↓

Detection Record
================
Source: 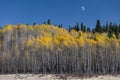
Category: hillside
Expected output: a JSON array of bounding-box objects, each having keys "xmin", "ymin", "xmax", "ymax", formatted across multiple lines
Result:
[{"xmin": 0, "ymin": 24, "xmax": 120, "ymax": 74}]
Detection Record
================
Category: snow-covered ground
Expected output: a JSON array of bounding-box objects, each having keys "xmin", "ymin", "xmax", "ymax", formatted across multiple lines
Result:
[{"xmin": 0, "ymin": 74, "xmax": 120, "ymax": 80}]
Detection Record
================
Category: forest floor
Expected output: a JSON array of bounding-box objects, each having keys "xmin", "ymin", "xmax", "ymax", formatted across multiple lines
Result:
[{"xmin": 0, "ymin": 74, "xmax": 120, "ymax": 80}]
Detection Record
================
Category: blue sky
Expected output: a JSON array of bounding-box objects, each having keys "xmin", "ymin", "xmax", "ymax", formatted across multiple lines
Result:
[{"xmin": 0, "ymin": 0, "xmax": 120, "ymax": 28}]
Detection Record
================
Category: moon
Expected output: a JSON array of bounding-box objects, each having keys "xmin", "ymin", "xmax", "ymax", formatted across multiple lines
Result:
[{"xmin": 81, "ymin": 6, "xmax": 85, "ymax": 11}]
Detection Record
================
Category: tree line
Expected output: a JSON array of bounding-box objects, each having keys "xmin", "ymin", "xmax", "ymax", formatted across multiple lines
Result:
[{"xmin": 0, "ymin": 20, "xmax": 120, "ymax": 74}]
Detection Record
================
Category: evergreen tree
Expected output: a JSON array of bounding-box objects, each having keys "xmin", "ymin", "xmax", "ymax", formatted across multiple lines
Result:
[
  {"xmin": 83, "ymin": 26, "xmax": 86, "ymax": 32},
  {"xmin": 33, "ymin": 22, "xmax": 37, "ymax": 26},
  {"xmin": 108, "ymin": 29, "xmax": 113, "ymax": 38},
  {"xmin": 76, "ymin": 22, "xmax": 80, "ymax": 31},
  {"xmin": 43, "ymin": 21, "xmax": 46, "ymax": 24},
  {"xmin": 105, "ymin": 22, "xmax": 109, "ymax": 32},
  {"xmin": 115, "ymin": 25, "xmax": 119, "ymax": 39},
  {"xmin": 95, "ymin": 20, "xmax": 103, "ymax": 33},
  {"xmin": 81, "ymin": 22, "xmax": 84, "ymax": 31},
  {"xmin": 47, "ymin": 19, "xmax": 51, "ymax": 25},
  {"xmin": 87, "ymin": 27, "xmax": 91, "ymax": 32}
]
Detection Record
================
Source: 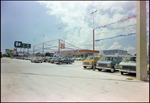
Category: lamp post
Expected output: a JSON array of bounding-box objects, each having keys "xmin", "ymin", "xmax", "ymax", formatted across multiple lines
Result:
[
  {"xmin": 42, "ymin": 35, "xmax": 45, "ymax": 56},
  {"xmin": 33, "ymin": 39, "xmax": 35, "ymax": 58},
  {"xmin": 58, "ymin": 27, "xmax": 62, "ymax": 53},
  {"xmin": 91, "ymin": 10, "xmax": 97, "ymax": 70}
]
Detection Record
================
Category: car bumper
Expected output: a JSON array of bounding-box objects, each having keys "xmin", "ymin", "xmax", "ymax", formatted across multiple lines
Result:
[
  {"xmin": 96, "ymin": 66, "xmax": 111, "ymax": 70},
  {"xmin": 119, "ymin": 69, "xmax": 136, "ymax": 73}
]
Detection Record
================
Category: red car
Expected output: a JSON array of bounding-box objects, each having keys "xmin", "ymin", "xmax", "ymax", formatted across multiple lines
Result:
[{"xmin": 31, "ymin": 58, "xmax": 42, "ymax": 63}]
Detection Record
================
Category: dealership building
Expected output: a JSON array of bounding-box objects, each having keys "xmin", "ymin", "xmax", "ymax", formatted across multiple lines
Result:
[{"xmin": 54, "ymin": 49, "xmax": 127, "ymax": 58}]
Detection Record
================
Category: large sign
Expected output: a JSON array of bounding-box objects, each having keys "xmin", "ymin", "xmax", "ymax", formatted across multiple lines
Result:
[
  {"xmin": 14, "ymin": 41, "xmax": 31, "ymax": 48},
  {"xmin": 13, "ymin": 48, "xmax": 17, "ymax": 55},
  {"xmin": 60, "ymin": 43, "xmax": 65, "ymax": 49},
  {"xmin": 18, "ymin": 52, "xmax": 23, "ymax": 55},
  {"xmin": 14, "ymin": 41, "xmax": 22, "ymax": 48},
  {"xmin": 5, "ymin": 49, "xmax": 9, "ymax": 54},
  {"xmin": 22, "ymin": 43, "xmax": 31, "ymax": 48},
  {"xmin": 9, "ymin": 50, "xmax": 13, "ymax": 54}
]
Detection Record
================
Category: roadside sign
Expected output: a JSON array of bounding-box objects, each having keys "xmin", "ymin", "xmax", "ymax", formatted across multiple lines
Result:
[
  {"xmin": 60, "ymin": 43, "xmax": 65, "ymax": 49},
  {"xmin": 14, "ymin": 41, "xmax": 31, "ymax": 48},
  {"xmin": 14, "ymin": 41, "xmax": 22, "ymax": 48}
]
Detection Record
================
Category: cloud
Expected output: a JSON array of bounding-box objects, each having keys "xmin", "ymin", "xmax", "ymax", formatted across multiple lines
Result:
[
  {"xmin": 124, "ymin": 45, "xmax": 136, "ymax": 55},
  {"xmin": 108, "ymin": 42, "xmax": 123, "ymax": 50},
  {"xmin": 40, "ymin": 1, "xmax": 148, "ymax": 52}
]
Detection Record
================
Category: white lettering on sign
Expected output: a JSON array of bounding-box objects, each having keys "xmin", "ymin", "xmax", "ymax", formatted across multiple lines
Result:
[{"xmin": 16, "ymin": 42, "xmax": 21, "ymax": 46}]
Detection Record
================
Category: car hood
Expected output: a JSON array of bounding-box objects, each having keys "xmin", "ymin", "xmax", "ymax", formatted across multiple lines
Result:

↑

▸ Task to carry out
Copy out each line of the listing above that contains the string "sign". The match is case-sensitive.

▸ Answer to the problem
Category: large sign
Category: roadside sign
Category: white lettering on sign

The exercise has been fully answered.